--- SELECTED TEXT ---

Roman’s Plan to Build 12 Million Social, Co-op & Community-Led Homes
Housing is a human right. I will fight for a future where working families, seniors, and young people aren’t priced out of their own communities.
Here’s how we get there:
1. Federal Investment in Public & Social Housing
Push for a National Homes Guarantee, led by HUD and local communities, with at least $1.5 trillion in federal funding over 10 years.
Prioritize deeply affordable, publicly owned housing, free from private equity control or corporate landlords.
Ensure these homes are permanently affordable, protected from speculation and displacement.
2. Expand Community Land Trusts (CLTs) and Co-ops
Increase federal grants to community land trusts, where land is owned by the community and homes remain affordable forever.
Support resident-owned co-ops and limited equity housing cooperatives, empowering tenants to control and manage their housing.
3. End the Corporate Landlord Monopoly
Ban or heavily tax institutional investors and hedge funds from buying up single-family homes.
Use anti-monopoly laws to break up corporate ownership in the housing market.

--- INFORMATION SUPPLIED ---

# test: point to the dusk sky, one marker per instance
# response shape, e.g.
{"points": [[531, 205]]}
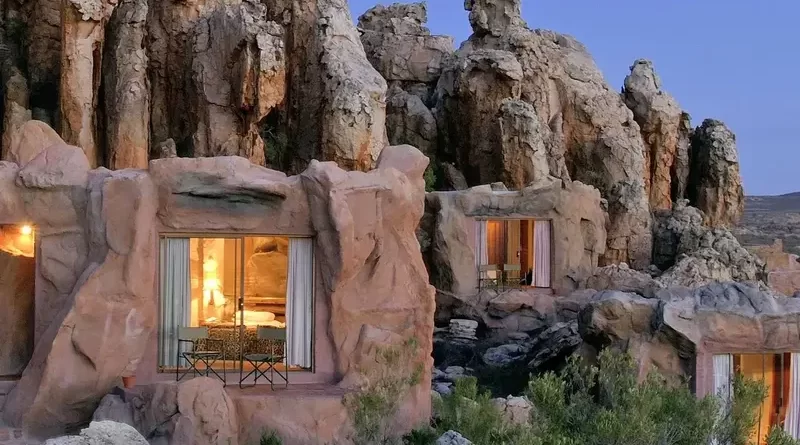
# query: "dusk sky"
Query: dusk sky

---

**EXERCISES TO COMPLETE**
1. From the housing plan, reproduce the passage that begins at the words "Roman’s Plan to" and stops after "their own communities.".
2. According to the housing plan, how much federal funding would the National Homes Guarantee receive over 10 years?

**ANSWERS TO THIS EXERCISE**
1.
Roman’s Plan to Build 12 Million Social, Co-op & Community-Led Homes
Housing is a human right. I will fight for a future where working families, seniors, and young people aren’t priced out of their own communities.

2. At least $1.5 trillion.